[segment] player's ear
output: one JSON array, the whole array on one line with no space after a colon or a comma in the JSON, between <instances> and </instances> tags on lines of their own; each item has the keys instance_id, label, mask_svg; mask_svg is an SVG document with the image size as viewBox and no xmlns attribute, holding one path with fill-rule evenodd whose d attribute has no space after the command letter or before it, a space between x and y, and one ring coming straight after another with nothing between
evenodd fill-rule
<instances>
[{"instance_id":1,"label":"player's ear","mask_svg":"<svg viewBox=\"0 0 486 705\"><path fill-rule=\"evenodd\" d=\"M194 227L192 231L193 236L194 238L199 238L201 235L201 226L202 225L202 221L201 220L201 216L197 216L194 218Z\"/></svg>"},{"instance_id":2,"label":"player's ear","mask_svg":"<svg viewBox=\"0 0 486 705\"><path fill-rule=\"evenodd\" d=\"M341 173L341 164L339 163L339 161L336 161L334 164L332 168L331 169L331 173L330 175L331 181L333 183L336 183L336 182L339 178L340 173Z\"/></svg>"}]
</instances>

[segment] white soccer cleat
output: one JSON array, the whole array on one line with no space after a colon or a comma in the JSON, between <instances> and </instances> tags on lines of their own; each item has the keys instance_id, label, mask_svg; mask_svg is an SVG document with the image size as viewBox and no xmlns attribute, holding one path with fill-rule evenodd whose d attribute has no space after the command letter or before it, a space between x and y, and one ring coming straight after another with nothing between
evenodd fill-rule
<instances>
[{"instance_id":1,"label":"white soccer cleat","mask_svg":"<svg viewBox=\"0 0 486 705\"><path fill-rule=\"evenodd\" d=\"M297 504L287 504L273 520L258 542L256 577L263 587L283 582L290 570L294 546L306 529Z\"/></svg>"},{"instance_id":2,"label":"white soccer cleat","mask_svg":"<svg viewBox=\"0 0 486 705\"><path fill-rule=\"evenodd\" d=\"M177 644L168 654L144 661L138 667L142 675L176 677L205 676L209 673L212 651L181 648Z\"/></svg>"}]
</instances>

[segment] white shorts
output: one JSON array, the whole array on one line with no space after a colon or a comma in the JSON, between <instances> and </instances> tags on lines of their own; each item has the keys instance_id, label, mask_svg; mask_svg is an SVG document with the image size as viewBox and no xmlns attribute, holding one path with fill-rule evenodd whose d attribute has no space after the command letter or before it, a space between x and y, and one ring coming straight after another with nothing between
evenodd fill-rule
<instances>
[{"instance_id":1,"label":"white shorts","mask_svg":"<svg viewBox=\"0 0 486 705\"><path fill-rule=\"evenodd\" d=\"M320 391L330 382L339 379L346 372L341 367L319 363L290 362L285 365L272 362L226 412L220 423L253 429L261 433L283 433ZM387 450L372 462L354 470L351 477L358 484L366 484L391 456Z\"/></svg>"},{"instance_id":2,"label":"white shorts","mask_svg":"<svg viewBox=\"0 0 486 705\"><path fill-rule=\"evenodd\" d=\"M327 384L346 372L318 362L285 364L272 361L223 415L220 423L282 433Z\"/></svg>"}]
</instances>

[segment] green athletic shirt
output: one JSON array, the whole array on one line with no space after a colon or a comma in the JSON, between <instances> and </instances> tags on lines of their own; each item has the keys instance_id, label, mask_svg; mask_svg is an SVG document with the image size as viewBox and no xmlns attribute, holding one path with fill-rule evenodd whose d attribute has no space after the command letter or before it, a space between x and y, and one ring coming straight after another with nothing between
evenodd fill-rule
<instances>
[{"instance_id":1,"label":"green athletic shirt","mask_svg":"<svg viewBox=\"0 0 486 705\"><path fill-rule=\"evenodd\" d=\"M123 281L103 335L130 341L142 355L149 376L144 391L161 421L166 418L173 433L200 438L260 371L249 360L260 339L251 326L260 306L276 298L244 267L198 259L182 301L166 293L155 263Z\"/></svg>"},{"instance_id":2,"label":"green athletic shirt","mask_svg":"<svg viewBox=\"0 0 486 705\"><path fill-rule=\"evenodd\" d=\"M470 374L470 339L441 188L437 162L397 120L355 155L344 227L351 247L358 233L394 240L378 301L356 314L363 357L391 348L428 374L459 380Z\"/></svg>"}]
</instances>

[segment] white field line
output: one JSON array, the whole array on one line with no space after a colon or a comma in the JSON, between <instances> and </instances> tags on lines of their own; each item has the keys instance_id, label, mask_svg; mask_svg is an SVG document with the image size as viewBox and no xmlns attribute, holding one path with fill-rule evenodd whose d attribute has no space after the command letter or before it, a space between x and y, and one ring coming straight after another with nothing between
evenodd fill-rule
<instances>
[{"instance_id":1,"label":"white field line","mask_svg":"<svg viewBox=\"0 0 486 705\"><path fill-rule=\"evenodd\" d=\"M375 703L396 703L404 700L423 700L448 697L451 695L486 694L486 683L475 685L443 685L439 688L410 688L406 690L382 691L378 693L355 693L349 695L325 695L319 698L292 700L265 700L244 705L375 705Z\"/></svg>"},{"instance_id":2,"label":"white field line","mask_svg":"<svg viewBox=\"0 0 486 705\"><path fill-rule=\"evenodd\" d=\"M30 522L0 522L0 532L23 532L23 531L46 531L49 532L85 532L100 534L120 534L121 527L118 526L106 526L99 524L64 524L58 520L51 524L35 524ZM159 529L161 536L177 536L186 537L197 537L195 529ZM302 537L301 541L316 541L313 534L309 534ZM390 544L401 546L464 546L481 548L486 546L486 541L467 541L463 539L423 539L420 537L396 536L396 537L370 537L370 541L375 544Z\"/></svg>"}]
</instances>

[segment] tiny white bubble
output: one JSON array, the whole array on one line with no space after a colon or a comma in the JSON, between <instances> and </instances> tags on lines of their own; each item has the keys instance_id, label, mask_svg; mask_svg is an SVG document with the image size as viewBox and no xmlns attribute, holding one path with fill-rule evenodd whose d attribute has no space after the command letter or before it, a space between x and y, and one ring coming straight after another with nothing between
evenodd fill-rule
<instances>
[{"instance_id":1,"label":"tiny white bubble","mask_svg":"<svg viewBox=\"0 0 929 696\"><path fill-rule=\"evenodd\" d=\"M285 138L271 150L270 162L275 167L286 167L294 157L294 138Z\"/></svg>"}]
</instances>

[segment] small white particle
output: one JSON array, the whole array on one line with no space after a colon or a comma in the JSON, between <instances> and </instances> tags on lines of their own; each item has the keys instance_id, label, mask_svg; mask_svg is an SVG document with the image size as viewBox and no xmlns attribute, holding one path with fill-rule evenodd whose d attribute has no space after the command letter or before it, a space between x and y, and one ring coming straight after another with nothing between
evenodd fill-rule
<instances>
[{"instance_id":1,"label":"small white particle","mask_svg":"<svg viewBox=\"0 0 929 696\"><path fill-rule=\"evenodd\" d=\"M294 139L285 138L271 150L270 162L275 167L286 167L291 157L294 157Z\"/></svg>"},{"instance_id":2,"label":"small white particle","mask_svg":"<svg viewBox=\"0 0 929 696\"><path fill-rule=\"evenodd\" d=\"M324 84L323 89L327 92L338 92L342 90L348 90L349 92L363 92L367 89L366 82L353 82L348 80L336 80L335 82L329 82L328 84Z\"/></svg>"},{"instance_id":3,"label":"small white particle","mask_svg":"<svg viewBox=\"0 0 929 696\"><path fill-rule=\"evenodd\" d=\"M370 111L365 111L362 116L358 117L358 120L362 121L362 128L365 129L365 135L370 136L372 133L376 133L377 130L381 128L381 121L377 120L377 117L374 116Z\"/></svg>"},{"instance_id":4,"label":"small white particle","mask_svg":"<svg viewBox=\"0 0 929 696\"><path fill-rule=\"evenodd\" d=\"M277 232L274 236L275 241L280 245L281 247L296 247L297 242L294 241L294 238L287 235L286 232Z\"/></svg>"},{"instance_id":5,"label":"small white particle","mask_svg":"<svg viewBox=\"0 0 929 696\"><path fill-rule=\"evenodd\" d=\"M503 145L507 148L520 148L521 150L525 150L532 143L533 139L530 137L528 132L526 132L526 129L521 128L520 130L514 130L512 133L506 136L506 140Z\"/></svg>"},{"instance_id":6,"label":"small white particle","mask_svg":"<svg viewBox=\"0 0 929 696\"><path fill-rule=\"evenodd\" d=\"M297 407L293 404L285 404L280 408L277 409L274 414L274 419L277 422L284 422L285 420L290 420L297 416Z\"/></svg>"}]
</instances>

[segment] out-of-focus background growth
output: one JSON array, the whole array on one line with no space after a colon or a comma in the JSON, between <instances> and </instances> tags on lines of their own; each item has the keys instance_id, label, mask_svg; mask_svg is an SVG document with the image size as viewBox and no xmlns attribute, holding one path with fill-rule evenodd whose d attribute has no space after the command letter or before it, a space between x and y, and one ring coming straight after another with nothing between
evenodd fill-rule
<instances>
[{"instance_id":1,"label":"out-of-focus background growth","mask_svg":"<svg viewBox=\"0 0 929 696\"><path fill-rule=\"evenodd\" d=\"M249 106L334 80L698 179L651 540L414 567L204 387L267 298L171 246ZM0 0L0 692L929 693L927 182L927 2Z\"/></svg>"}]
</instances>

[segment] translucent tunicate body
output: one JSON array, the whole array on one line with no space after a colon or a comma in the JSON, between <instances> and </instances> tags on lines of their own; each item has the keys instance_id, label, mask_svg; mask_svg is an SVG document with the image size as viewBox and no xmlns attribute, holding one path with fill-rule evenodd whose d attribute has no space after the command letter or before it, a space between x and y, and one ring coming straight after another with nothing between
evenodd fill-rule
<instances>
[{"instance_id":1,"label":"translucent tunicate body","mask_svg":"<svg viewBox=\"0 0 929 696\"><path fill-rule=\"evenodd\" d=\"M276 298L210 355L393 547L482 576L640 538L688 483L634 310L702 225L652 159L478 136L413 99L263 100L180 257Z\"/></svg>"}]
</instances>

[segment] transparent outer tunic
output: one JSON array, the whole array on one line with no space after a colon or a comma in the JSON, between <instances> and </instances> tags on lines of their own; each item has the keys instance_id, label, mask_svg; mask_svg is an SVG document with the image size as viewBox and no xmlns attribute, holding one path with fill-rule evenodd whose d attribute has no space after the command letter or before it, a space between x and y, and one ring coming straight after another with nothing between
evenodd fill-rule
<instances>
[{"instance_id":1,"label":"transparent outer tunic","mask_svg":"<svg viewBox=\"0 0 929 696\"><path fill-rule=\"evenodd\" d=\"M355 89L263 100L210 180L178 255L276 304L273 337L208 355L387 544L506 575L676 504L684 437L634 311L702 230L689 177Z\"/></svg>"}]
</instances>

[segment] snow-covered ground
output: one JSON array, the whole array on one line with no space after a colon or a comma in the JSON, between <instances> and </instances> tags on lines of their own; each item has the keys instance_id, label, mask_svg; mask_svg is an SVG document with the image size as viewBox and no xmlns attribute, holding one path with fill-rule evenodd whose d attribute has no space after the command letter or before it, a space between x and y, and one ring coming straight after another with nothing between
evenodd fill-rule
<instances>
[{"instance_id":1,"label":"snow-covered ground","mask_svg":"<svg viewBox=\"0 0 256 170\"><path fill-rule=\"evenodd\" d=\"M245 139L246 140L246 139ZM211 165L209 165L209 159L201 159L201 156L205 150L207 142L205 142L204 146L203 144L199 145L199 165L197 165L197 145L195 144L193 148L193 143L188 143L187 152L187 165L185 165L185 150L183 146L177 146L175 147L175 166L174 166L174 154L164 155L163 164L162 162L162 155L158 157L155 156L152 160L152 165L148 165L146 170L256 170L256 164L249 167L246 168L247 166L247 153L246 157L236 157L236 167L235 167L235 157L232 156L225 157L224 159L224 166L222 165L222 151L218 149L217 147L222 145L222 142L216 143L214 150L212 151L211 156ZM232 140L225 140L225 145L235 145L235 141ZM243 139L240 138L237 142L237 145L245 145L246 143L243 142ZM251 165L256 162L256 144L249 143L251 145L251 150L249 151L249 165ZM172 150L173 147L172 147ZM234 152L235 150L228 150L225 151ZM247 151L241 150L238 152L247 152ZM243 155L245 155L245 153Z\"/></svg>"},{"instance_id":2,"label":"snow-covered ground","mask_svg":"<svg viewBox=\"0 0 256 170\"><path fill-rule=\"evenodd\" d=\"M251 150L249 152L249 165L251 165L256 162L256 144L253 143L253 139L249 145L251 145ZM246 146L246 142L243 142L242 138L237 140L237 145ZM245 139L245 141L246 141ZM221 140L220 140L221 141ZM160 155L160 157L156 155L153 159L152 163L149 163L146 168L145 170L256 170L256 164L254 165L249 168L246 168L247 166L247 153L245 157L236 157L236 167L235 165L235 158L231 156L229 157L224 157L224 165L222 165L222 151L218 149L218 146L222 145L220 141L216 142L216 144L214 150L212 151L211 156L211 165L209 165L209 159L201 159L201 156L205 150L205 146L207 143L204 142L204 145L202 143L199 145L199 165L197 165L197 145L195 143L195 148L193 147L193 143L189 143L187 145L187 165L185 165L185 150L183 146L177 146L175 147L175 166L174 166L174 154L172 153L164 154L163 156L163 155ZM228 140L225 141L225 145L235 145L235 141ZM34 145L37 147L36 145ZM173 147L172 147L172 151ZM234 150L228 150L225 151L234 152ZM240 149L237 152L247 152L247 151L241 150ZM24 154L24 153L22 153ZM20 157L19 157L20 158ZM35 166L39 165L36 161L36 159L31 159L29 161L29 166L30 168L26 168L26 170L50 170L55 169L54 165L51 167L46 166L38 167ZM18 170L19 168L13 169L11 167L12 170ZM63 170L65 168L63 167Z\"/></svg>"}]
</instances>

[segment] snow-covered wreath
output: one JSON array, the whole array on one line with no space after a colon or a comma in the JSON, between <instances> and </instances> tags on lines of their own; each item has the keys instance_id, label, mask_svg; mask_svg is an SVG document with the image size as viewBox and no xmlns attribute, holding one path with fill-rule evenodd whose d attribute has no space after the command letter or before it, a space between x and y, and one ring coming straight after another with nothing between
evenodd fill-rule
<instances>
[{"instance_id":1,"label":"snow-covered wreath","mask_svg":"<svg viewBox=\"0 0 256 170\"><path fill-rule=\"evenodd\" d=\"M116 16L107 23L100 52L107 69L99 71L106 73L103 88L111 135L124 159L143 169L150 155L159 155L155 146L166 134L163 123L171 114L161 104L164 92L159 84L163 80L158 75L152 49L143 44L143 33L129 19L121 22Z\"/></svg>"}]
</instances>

The request :: Pull out every line of the entries above that contains the word "tunicate", matching case exactly.

Full output ::
[segment] translucent tunicate body
[{"instance_id":1,"label":"translucent tunicate body","mask_svg":"<svg viewBox=\"0 0 929 696\"><path fill-rule=\"evenodd\" d=\"M276 298L210 355L393 547L482 576L640 538L688 483L634 310L702 225L652 159L478 136L413 99L263 100L180 257Z\"/></svg>"}]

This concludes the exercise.